- _Work instructions_: Copy every entry precisely.
begin Information given
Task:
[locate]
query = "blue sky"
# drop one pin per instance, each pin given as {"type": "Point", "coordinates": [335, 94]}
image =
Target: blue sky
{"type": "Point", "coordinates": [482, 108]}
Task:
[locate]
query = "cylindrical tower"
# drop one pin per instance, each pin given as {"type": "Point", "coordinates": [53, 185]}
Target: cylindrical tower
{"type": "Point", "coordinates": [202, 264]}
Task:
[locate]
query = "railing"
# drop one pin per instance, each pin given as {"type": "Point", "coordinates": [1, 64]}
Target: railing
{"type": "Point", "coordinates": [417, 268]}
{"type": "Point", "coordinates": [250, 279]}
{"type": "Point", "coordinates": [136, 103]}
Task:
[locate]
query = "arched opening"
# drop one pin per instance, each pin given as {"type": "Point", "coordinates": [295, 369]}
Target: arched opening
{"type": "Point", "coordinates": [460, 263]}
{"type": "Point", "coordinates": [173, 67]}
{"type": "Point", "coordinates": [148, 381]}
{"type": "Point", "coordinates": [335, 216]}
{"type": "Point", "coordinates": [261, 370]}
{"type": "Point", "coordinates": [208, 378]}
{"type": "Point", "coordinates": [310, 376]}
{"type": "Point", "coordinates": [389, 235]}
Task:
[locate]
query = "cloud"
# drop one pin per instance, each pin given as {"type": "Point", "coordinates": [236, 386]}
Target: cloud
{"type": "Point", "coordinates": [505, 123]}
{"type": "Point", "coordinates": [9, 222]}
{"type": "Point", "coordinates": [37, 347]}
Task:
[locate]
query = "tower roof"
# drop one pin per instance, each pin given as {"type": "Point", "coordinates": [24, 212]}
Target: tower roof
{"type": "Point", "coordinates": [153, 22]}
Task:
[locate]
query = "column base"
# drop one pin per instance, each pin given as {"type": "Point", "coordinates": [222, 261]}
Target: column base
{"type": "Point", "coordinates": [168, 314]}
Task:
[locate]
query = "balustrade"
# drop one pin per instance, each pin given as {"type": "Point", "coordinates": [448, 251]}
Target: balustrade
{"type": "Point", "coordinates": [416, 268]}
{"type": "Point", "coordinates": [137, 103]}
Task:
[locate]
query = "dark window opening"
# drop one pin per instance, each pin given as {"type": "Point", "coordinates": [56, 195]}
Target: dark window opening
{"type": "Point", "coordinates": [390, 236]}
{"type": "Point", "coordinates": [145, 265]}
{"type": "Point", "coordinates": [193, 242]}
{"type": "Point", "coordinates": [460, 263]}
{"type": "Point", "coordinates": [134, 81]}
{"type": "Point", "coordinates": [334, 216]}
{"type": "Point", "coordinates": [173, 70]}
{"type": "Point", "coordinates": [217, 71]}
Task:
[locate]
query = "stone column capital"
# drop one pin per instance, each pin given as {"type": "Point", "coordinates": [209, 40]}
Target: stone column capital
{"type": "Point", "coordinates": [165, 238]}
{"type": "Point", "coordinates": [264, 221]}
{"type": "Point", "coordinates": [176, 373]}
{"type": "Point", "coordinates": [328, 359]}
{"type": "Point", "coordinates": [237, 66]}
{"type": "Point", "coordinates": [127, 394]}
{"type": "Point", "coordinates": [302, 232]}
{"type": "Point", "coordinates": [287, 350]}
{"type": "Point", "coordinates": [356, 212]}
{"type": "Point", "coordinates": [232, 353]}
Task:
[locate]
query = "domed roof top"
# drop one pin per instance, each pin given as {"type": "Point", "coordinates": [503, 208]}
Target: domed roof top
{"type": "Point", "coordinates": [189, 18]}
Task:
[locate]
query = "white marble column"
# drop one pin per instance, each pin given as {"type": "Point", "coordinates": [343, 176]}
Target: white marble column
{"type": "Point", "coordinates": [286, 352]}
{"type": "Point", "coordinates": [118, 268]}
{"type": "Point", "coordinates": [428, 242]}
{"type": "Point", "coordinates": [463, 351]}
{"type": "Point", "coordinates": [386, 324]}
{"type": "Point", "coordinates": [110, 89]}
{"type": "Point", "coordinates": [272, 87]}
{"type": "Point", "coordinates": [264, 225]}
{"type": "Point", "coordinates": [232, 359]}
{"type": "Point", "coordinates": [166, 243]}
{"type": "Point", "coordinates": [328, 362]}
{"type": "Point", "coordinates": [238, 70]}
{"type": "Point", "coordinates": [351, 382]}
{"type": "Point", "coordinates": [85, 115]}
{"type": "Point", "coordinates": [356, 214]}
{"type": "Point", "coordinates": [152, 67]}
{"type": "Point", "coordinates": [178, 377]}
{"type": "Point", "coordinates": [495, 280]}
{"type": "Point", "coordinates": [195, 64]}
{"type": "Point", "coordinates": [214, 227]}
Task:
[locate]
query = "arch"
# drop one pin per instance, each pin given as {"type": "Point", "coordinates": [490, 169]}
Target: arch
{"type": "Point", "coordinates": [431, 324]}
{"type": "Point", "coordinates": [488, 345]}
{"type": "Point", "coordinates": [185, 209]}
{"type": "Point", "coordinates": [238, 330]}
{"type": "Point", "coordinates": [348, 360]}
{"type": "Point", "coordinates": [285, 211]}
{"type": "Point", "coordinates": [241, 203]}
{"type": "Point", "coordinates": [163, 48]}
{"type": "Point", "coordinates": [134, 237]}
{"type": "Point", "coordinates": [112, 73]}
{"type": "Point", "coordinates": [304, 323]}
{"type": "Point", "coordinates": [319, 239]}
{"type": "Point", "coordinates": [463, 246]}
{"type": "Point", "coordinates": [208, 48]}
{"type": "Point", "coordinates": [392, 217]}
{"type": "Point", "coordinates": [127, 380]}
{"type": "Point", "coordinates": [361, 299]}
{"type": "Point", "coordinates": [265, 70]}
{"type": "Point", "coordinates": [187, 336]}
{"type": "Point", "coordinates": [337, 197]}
end Information given
- _Problem solution_:
Task:
[locate]
query = "blue sky"
# drop one pin per instance, each pin given as {"type": "Point", "coordinates": [335, 94]}
image =
Target: blue sky
{"type": "Point", "coordinates": [482, 108]}
Task:
[locate]
query = "cylindrical tower"
# drop one pin per instance, each pin given as {"type": "Point", "coordinates": [53, 185]}
Target: cylindrical tower
{"type": "Point", "coordinates": [202, 264]}
Task:
[locate]
query = "railing"
# drop one pin per instance, each pin given as {"type": "Point", "coordinates": [1, 64]}
Target: railing
{"type": "Point", "coordinates": [417, 268]}
{"type": "Point", "coordinates": [250, 279]}
{"type": "Point", "coordinates": [136, 103]}
Task:
[locate]
query = "arched opening"
# drop one pin per instance, each pin given as {"type": "Point", "coordinates": [295, 369]}
Target: arched opening
{"type": "Point", "coordinates": [460, 263]}
{"type": "Point", "coordinates": [173, 67]}
{"type": "Point", "coordinates": [148, 381]}
{"type": "Point", "coordinates": [335, 216]}
{"type": "Point", "coordinates": [261, 370]}
{"type": "Point", "coordinates": [208, 378]}
{"type": "Point", "coordinates": [310, 376]}
{"type": "Point", "coordinates": [389, 235]}
Task:
[locate]
query = "cloud"
# drop one pin per instance, each pin given as {"type": "Point", "coordinates": [236, 386]}
Target: cloud
{"type": "Point", "coordinates": [505, 123]}
{"type": "Point", "coordinates": [9, 222]}
{"type": "Point", "coordinates": [37, 347]}
Task:
[locate]
query = "tower roof"
# drop one pin per instance, each pin given as {"type": "Point", "coordinates": [24, 212]}
Target: tower roof
{"type": "Point", "coordinates": [153, 22]}
Task:
[locate]
query = "column base"
# drop one pin per instance, each pin given as {"type": "Point", "coordinates": [222, 261]}
Target: column base
{"type": "Point", "coordinates": [168, 314]}
Task:
[locate]
query = "balustrade"
# drop one pin per instance, each pin given as {"type": "Point", "coordinates": [448, 251]}
Target: balustrade
{"type": "Point", "coordinates": [416, 268]}
{"type": "Point", "coordinates": [137, 103]}
Task:
[locate]
query = "dark window opening"
# drop one pin per instance, each pin given as {"type": "Point", "coordinates": [56, 195]}
Target: dark window opening
{"type": "Point", "coordinates": [390, 236]}
{"type": "Point", "coordinates": [145, 265]}
{"type": "Point", "coordinates": [193, 242]}
{"type": "Point", "coordinates": [460, 263]}
{"type": "Point", "coordinates": [134, 81]}
{"type": "Point", "coordinates": [334, 216]}
{"type": "Point", "coordinates": [173, 70]}
{"type": "Point", "coordinates": [217, 71]}
Task:
[locate]
query = "stone column capital"
# drop one pin per instance, each pin given as {"type": "Point", "coordinates": [209, 40]}
Target: stone column capital
{"type": "Point", "coordinates": [165, 238]}
{"type": "Point", "coordinates": [264, 221]}
{"type": "Point", "coordinates": [176, 373]}
{"type": "Point", "coordinates": [328, 359]}
{"type": "Point", "coordinates": [237, 66]}
{"type": "Point", "coordinates": [127, 394]}
{"type": "Point", "coordinates": [302, 232]}
{"type": "Point", "coordinates": [287, 350]}
{"type": "Point", "coordinates": [356, 212]}
{"type": "Point", "coordinates": [232, 353]}
Task:
[locate]
query = "domed roof top"
# drop one pin per instance, each pin given as {"type": "Point", "coordinates": [503, 208]}
Target: domed roof top
{"type": "Point", "coordinates": [189, 18]}
Task:
[locate]
query = "white marble column"
# drop one pin per instance, each pin given as {"type": "Point", "coordinates": [343, 176]}
Target: white marble column
{"type": "Point", "coordinates": [286, 352]}
{"type": "Point", "coordinates": [118, 268]}
{"type": "Point", "coordinates": [428, 242]}
{"type": "Point", "coordinates": [463, 351]}
{"type": "Point", "coordinates": [386, 324]}
{"type": "Point", "coordinates": [110, 89]}
{"type": "Point", "coordinates": [272, 87]}
{"type": "Point", "coordinates": [264, 225]}
{"type": "Point", "coordinates": [232, 359]}
{"type": "Point", "coordinates": [166, 243]}
{"type": "Point", "coordinates": [328, 362]}
{"type": "Point", "coordinates": [238, 70]}
{"type": "Point", "coordinates": [351, 382]}
{"type": "Point", "coordinates": [85, 115]}
{"type": "Point", "coordinates": [356, 214]}
{"type": "Point", "coordinates": [152, 67]}
{"type": "Point", "coordinates": [178, 377]}
{"type": "Point", "coordinates": [495, 280]}
{"type": "Point", "coordinates": [195, 64]}
{"type": "Point", "coordinates": [214, 227]}
Task:
[locate]
query = "arch"
# drop one pin per instance, each pin given as {"type": "Point", "coordinates": [490, 169]}
Target: arch
{"type": "Point", "coordinates": [431, 324]}
{"type": "Point", "coordinates": [488, 345]}
{"type": "Point", "coordinates": [185, 209]}
{"type": "Point", "coordinates": [238, 330]}
{"type": "Point", "coordinates": [348, 360]}
{"type": "Point", "coordinates": [285, 211]}
{"type": "Point", "coordinates": [241, 203]}
{"type": "Point", "coordinates": [163, 48]}
{"type": "Point", "coordinates": [134, 237]}
{"type": "Point", "coordinates": [112, 73]}
{"type": "Point", "coordinates": [304, 323]}
{"type": "Point", "coordinates": [319, 239]}
{"type": "Point", "coordinates": [463, 246]}
{"type": "Point", "coordinates": [208, 48]}
{"type": "Point", "coordinates": [392, 217]}
{"type": "Point", "coordinates": [127, 380]}
{"type": "Point", "coordinates": [361, 299]}
{"type": "Point", "coordinates": [265, 70]}
{"type": "Point", "coordinates": [187, 336]}
{"type": "Point", "coordinates": [337, 197]}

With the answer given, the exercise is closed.